> [What this task involves] Where a line holds the word "bottle", copy it from the records.

(Data excerpts begins)

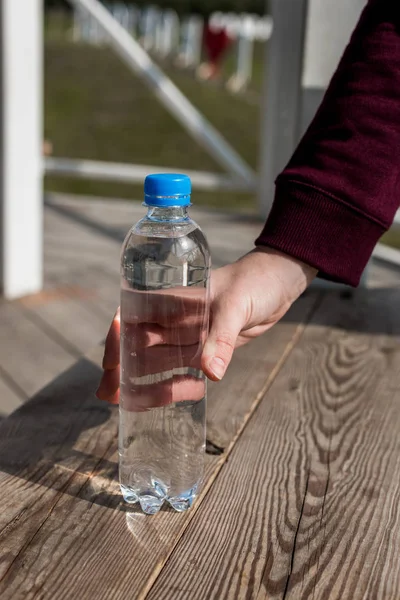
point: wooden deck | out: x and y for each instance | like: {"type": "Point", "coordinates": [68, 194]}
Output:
{"type": "Point", "coordinates": [42, 335]}
{"type": "Point", "coordinates": [302, 469]}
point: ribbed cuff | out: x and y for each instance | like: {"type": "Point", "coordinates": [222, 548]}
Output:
{"type": "Point", "coordinates": [321, 231]}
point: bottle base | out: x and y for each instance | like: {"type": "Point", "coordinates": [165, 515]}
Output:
{"type": "Point", "coordinates": [152, 503]}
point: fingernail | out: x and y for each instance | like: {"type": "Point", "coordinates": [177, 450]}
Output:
{"type": "Point", "coordinates": [217, 366]}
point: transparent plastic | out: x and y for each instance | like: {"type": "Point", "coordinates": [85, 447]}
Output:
{"type": "Point", "coordinates": [165, 266]}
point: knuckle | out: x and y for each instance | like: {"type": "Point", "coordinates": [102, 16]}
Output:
{"type": "Point", "coordinates": [225, 342]}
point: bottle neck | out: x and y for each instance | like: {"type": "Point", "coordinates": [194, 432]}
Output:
{"type": "Point", "coordinates": [167, 213]}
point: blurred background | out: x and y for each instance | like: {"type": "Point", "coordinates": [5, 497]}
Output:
{"type": "Point", "coordinates": [95, 108]}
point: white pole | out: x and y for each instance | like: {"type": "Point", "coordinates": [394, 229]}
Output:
{"type": "Point", "coordinates": [280, 105]}
{"type": "Point", "coordinates": [21, 164]}
{"type": "Point", "coordinates": [244, 60]}
{"type": "Point", "coordinates": [329, 26]}
{"type": "Point", "coordinates": [167, 92]}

(Data excerpts ends)

> [Result for this task]
point: bottle base | out: x and y for each instance | like: {"type": "Point", "coordinates": [165, 515]}
point: bottle neck | out: x and y for each instance | like: {"type": "Point", "coordinates": [194, 432]}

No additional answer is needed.